> _Aim of the task_
Reprint the entire listing exactly.

--- Data for review Enclosed Below ---

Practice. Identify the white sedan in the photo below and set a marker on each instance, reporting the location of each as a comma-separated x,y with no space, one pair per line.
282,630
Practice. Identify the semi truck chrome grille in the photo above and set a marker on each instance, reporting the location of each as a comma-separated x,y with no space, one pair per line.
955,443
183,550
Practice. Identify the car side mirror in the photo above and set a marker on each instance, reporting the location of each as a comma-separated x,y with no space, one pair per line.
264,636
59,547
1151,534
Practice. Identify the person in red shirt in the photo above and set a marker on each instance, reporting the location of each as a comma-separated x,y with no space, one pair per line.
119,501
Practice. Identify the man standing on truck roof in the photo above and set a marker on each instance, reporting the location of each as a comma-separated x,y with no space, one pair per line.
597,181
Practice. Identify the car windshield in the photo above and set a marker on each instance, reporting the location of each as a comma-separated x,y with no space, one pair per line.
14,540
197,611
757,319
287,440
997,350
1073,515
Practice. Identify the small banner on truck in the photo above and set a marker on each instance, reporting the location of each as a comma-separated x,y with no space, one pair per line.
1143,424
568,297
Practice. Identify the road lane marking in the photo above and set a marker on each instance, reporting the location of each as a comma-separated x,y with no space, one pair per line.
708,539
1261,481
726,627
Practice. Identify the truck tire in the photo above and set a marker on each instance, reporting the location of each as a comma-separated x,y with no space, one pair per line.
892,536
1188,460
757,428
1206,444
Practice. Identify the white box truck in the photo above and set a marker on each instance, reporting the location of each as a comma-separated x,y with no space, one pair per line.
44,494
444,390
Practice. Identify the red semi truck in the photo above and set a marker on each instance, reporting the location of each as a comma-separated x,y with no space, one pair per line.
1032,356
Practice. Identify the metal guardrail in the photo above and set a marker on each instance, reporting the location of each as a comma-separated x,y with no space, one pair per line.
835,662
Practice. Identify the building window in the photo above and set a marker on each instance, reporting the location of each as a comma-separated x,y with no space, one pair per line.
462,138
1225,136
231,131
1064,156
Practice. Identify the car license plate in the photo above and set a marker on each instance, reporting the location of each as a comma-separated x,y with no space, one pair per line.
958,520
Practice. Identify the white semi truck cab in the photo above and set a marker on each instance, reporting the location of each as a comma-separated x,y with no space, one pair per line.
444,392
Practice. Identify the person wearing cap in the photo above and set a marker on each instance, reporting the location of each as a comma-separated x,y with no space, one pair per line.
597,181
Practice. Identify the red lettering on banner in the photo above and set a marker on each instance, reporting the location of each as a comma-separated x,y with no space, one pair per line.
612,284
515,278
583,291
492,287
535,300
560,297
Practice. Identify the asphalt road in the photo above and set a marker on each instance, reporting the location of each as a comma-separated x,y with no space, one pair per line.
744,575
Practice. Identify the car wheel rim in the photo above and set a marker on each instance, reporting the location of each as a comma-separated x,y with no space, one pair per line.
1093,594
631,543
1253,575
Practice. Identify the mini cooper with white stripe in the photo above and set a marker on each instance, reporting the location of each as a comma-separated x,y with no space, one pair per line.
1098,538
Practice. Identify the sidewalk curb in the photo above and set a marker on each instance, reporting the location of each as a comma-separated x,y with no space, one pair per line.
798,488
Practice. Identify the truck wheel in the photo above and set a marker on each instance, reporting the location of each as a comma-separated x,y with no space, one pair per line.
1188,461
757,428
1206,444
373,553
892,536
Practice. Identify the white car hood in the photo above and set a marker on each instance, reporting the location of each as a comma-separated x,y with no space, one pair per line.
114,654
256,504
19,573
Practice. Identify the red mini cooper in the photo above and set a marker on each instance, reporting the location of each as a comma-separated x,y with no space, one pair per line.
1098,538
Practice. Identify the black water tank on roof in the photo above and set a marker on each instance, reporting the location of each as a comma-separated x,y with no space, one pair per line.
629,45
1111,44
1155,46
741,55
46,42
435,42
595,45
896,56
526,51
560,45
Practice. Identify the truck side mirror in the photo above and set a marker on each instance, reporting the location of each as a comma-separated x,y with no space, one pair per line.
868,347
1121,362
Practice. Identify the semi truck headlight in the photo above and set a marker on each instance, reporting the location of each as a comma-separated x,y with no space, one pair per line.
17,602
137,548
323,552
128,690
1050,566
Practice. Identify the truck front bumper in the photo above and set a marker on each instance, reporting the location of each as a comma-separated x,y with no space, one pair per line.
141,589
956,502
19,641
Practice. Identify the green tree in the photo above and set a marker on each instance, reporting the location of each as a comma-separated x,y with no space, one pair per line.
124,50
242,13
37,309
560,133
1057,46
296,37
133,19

--- End of Enclosed Data for review ---

> _Task answer_
Practice. Identify the white sedan in the photo below and set a marker on each instance, reporting the location of each as a comma-separated x,y with no space, one pair per line.
282,630
Practice. Identify the semi truck chrome grille in the photo above and set a marker on each instance, reporting the location of each as a comma-separated x,y with no space, one pair per line.
955,443
183,550
Practice. Identify the car side mirror in the photo above and set a marker on each instance, reporting the location of each as a comma-separated x,y with no space, one pair per line.
264,636
59,547
1151,534
Practice. Identify the person in red shirt in the photo above and set a marker on each instance, reporting the location of each as a comma-separated x,y with no space, one pair per line.
119,501
Practice. Identify the man standing on truck roof in the photo above and set a marker on each instance, reporting the location of each as a comma-separated x,y with no space, one pair per line.
597,181
Practice. Identify the car windshield in the photo above and set a marker on each instance, reporting the location of each as a comma-separated x,y with no space, one pair per line.
14,540
197,611
757,319
287,440
997,350
1073,515
Practice. Identify the small banner on truck in the photo above and set a marker on each instance, reporting the location of each as a comma-separated x,y with no space, one pair per line.
1143,424
568,297
Practice. Identify the road lane marking in the photo above and set a marker on each instance, reporting the location of each as a comma-separated x,y with no space, one pair per line.
708,539
1261,481
726,627
Practice. Identify the truck tire in the photo above and set a marker on each instance, reporting the location of each as a comma-separated x,y with no space, one pair per line.
892,536
1188,460
757,428
1206,444
Practice. Identify the white box truck in the photo above and set a marker on each instance, reporting the location of each as a comma-separated x,y with no space, one pair per line.
44,494
444,390
Practice. Identify the red semi truck in the photo above and set a marker on each instance, reporting the location of each as a comma-separated x,y with no space, one pair per line.
1032,356
Practice. Identify the metal guardrail in the photo above and set a marker on each instance, reporting the location of each as a comma-separated x,y with no space, one pair per line.
835,662
Practice. Identify the building window in the photo above and set a marker on each instance, reporting the location of each as a comma-separated x,y with no space, one pair per line.
462,138
1225,136
231,131
1064,156
Practice. Identify the car license plate in the photo above and set a marker on each instance, reporting the location of each as a comma-separated x,y with no space, one pair per line.
958,520
Practice. Identify the white semi truck cab in the photo above and set a marker on each instance, reporting the location of each as a comma-separated x,y with no space, one pair per line.
444,392
Practice. Identify the person wearing cap in the photo above and set a marker on each instance, reporting the location of each as a comma-separated x,y with no space, one pair per line.
597,181
Practice. Identify the red lettering on banner in the photo above and set a marker on each instance, reporting the location of each as a comma-separated x,y with no space, one pair per line.
612,284
515,278
583,291
492,287
535,300
560,297
Practice. Identify the asphalt road in the photo above and set a marker on each instance, reporting the location of each as a comma-separated x,y with no space, one pair per line.
744,575
Practice. Identify the car wheel rim in the photo above and set a marker on each instance, reporting the location of each as a comma-separated x,y with no space, one pair per line.
1093,594
631,543
1253,575
Practice. Identify the mini cooper with white stripe in the photo above and set a marker on each instance, reporting the location of each as a comma-separated x,y with no space, one pair per line.
1098,538
Practice. Identify the sidewalk curb in the photo above and set a marker on each instance, reporting the location of each as a comma-separated x,y with no space, one pair per line.
798,488
Practice. Identify the truck wheel in the photo above and set a marker on each instance, reporting the location of each as a comma-separated x,y with no space, one pair per line.
1188,461
757,428
1206,444
373,553
892,536
Practice. Identify the white car hood in the photo above and set a marker on each instance, reporting the location of each as a comma-separated x,y with no space, one pair per line.
114,654
256,504
19,573
Practice. Identify the red mini cooper in the photo above and set a marker on each instance, reporting the location of each as a comma-separated x,y with no space, one pair per line.
1098,538
Practice. Identify the black water tank on roof in the photo above and set a marker on each instance, reporting the location of each as a comma-separated x,y with no space, one pair per line.
629,45
1111,44
1155,46
741,55
46,42
435,42
595,45
896,56
526,51
560,45
Practice. Identify the truck side mirror in the photo above and set a marker on each instance, reporting the location of each as a comma-separated x,y with no space, one pair per line.
868,347
1121,362
Practice. Identify the semi truck headlight in the photo above and set a marker on each instance, reporting the location of each as a comma-separated x,y with no space, one pair per line.
17,602
137,548
323,552
128,690
1050,566
Practice. Identify the truck front bumper in the photo above and set a marker on each instance, reporting the location of each as a comma-separated x,y with no space, one pair per line.
141,589
956,502
19,641
Practice. Identify the green tree in the photo above and set a marker on each instance, reporting the location of each as a comma-separated x,y with no space, one pair per line.
124,50
242,13
37,309
560,133
1057,46
296,37
133,19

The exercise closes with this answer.